AIM OF THE TASK – Recast every line below as a JSON list of strings, one string per line, leaving out any blank lines.

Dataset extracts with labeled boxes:
— Start —

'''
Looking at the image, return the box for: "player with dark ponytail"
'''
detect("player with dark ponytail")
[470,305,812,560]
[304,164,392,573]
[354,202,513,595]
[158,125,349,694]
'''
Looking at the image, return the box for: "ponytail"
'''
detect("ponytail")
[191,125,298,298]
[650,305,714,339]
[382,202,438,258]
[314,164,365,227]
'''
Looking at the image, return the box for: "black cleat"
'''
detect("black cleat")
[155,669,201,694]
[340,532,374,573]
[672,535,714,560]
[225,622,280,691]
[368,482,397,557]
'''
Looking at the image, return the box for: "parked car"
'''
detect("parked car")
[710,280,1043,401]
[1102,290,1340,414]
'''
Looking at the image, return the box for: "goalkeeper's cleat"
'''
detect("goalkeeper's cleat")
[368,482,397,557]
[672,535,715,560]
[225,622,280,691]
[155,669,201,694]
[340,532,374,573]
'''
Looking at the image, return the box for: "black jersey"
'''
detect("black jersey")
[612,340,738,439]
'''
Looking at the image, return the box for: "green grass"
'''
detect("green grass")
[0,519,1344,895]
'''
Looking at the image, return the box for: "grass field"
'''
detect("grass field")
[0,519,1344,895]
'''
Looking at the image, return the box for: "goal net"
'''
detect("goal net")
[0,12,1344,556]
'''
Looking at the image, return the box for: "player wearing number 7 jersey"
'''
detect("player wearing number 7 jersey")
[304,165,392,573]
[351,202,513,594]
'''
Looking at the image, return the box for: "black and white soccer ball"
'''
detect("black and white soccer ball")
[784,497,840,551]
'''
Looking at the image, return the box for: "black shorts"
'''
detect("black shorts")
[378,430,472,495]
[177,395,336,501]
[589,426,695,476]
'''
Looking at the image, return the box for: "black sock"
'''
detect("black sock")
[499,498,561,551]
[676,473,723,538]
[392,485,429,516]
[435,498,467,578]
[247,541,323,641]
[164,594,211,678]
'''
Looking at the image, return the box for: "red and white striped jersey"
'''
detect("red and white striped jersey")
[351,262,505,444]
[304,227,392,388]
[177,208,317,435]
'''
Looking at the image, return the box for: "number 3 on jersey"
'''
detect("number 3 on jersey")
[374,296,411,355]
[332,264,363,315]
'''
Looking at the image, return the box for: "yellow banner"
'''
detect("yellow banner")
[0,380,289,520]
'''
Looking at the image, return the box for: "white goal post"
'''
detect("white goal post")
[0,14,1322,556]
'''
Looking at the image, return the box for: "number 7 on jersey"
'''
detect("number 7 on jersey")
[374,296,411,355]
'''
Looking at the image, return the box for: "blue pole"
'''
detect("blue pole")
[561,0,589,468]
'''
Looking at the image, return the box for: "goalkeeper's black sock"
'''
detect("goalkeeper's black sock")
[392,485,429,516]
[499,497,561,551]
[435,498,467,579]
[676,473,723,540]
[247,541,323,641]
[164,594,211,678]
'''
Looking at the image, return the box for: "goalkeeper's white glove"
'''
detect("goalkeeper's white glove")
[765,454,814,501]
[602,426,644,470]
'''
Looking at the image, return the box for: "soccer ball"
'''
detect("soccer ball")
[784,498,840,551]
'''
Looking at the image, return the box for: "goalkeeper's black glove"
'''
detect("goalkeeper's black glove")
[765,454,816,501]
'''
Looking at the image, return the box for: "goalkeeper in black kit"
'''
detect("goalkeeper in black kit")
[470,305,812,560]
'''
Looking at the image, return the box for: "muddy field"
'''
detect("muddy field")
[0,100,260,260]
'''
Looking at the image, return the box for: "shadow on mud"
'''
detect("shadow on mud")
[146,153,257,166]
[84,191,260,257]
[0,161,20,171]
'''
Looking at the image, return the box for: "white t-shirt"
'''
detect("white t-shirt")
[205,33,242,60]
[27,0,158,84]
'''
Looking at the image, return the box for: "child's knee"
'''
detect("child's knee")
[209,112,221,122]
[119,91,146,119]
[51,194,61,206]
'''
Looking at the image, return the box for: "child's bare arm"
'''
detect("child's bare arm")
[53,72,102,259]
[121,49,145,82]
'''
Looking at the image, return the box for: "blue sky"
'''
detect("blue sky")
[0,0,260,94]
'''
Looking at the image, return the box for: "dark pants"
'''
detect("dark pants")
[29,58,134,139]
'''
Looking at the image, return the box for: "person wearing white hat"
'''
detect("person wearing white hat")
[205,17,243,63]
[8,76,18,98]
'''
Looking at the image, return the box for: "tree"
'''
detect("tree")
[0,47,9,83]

— End —

RESPONSE TO THE TASK –
[
  "'''",
  "Looking at the image, return the box for: \"player with dark ponytail\"",
  "'''",
  "detect(\"player with dark ponytail\")",
  "[470,305,812,560]",
  "[304,164,392,573]",
  "[354,202,513,595]",
  "[158,125,349,694]",
  "'''",
  "Looking at the image, return the box for: \"ponytail\"",
  "'''",
  "detect(\"ponytail\")",
  "[191,125,298,298]",
  "[650,305,714,339]",
  "[382,202,438,258]",
  "[314,164,365,227]",
  "'''",
  "Looking at the image, return the box for: \"black cleat\"",
  "'''",
  "detect(\"black cleat\")",
  "[155,669,201,694]",
  "[340,532,374,573]",
  "[672,535,714,560]",
  "[225,622,280,691]",
  "[368,482,397,557]",
  "'''",
  "Looking at the image, return the box for: \"parked car\"",
  "'''",
  "detect(\"parked car\")",
  "[710,280,1043,401]",
  "[1102,290,1340,414]",
  "'''",
  "Looking at the image, return the box for: \"goalkeeper's cleat\"",
  "'''",
  "detect(\"goalkeeper's cleat\")",
  "[368,482,397,557]",
  "[672,535,715,560]",
  "[225,622,280,691]",
  "[155,669,201,694]",
  "[340,532,374,573]",
  "'''",
  "Looking at the image, return the box for: \"black jersey\"",
  "'''",
  "detect(\"black jersey\")",
  "[612,340,738,439]",
  "'''",
  "Looking at the image, return the box for: \"green grass\"",
  "'''",
  "detect(\"green grass\")",
  "[0,519,1344,895]",
  "'''",
  "Looking at the image, return the box for: \"grass field\"",
  "'''",
  "detect(\"grass field\")",
  "[0,519,1344,895]",
  "'''",
  "Looking at the image, return the box for: \"goal net\"",
  "'''",
  "detect(\"goal net\")",
  "[0,12,1344,556]",
  "'''",
  "Looking at the image, return the box for: \"player wearing number 7 jersey\"",
  "'''",
  "detect(\"player wearing number 7 jersey\")",
  "[304,165,392,573]",
  "[351,202,513,594]",
  "'''",
  "Looking at the image, return the box for: \"black and white soccer ball\"",
  "'''",
  "detect(\"black and white soccer ball\")",
  "[784,497,840,551]",
  "'''",
  "Looking at the image, return the box for: \"black shorts\"",
  "'''",
  "detect(\"black shorts\")",
  "[378,430,472,495]",
  "[177,395,336,501]",
  "[589,426,695,476]",
  "'''",
  "Looking at the image, return the box for: \"black sock\"",
  "'''",
  "detect(\"black sock\")",
  "[499,498,561,551]",
  "[676,473,723,538]",
  "[392,485,429,516]",
  "[435,498,467,578]",
  "[247,541,323,641]",
  "[164,594,211,678]",
  "'''",
  "Looking at the image, return the box for: \"red and white striped jersey\"",
  "'''",
  "detect(\"red and white striped jersey\")",
  "[351,262,505,444]",
  "[304,227,392,388]",
  "[177,208,317,435]",
  "'''",
  "Looking at the image, return the box for: \"number 3 on jersey\"",
  "'''",
  "detect(\"number 3 on jersey\")",
  "[374,296,411,355]",
  "[332,264,363,315]",
  "'''",
  "Looking at the image, return the box for: \"yellow banner\"",
  "'''",
  "detect(\"yellow banner\")",
  "[0,380,289,520]",
  "'''",
  "Looking at the image, return the box for: \"white goal post\"",
  "'''",
  "detect(\"white goal post\")",
  "[0,14,1322,556]",
  "'''",
  "Looking at the image, return the box for: \"number 7 on jersey\"",
  "'''",
  "detect(\"number 7 on jersey\")",
  "[374,296,411,355]",
  "'''",
  "Looking at the image, return the box for: \"blue pole\"",
  "'''",
  "detect(\"blue pole\")",
  "[561,0,589,468]",
  "'''",
  "Looking at the image, return the box for: \"goalkeeper's black sock\"",
  "'''",
  "detect(\"goalkeeper's black sock\")",
  "[392,485,429,516]",
  "[499,497,561,551]",
  "[435,498,467,579]",
  "[676,473,723,540]",
  "[247,541,323,641]",
  "[164,594,211,678]",
  "'''",
  "Looking at the image, return the box for: \"goalkeeper's white glove\"",
  "'''",
  "detect(\"goalkeeper's white glove\")",
  "[765,454,814,501]",
  "[602,426,644,470]",
  "'''",
  "Looking at the image, return the box for: \"soccer ball\"",
  "'''",
  "detect(\"soccer ball\")",
  "[784,498,840,551]",
  "'''",
  "Looking at the image, return the box for: \"goalkeeper's black glove\"",
  "'''",
  "detect(\"goalkeeper's black glove\")",
  "[765,454,816,501]",
  "'''",
  "Looking at the image, return the box for: \"goalkeeper in black kit\"",
  "'''",
  "detect(\"goalkeeper in black kit\")",
  "[470,305,812,560]",
  "'''",
  "Looking at the image, return the box for: \"muddy field\"",
  "'''",
  "detect(\"muddy field\")",
  "[0,100,260,260]",
  "'''",
  "Looking at the image, return the box for: \"shadow on mud\"",
  "'''",
  "detect(\"shadow on mud\")",
  "[146,153,257,166]",
  "[84,191,260,257]",
  "[0,161,20,171]",
  "'''",
  "Looking at the image, return the box for: \"white t-shirt\"",
  "'''",
  "detect(\"white t-shirt\")",
  "[205,33,242,60]",
  "[27,0,158,84]",
  "'''",
  "Looking at the image, return the box for: \"child's knee\"",
  "'''",
  "detect(\"child's knee\")",
  "[209,112,221,122]",
  "[119,91,146,119]",
  "[51,194,61,206]",
  "'''",
  "Looking at the image, return the box for: \"child's bare arm\"",
  "'''",
  "detect(\"child's bare arm\")",
  "[53,72,102,259]",
  "[121,49,145,82]",
  "'''",
  "Looking at the image, return the box for: \"blue sky\"",
  "'''",
  "detect(\"blue sky\")",
  "[0,0,260,94]",
  "'''",
  "Looking at the image, return the box for: \"dark pants\"",
  "'''",
  "detect(\"dark pants\")",
  "[29,58,134,139]",
  "'''",
  "Looking at the image, return the box for: \"person wearing white hat\"",
  "'''",
  "detect(\"person wearing white hat\")",
  "[205,17,243,63]",
  "[8,76,18,98]",
  "'''",
  "Looking at the image, return the box for: \"tree\"",
  "'''",
  "detect(\"tree\")",
  "[0,47,9,83]"
]